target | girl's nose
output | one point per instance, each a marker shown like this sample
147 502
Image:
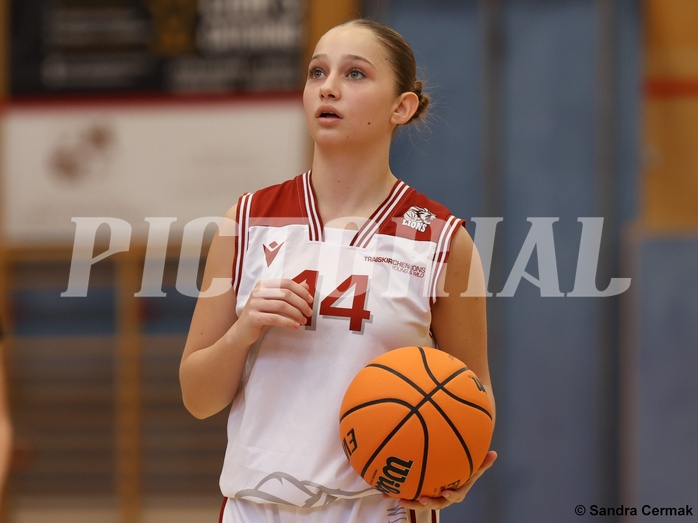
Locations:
329 88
--- --- ---
Change "nose" to "chin" throughout the lines above and write them out again with nothing else altered. Omit the pictures.

target | girl's chin
output | one point per instance, each a marker shown like this sample
147 502
Image:
Locations:
329 88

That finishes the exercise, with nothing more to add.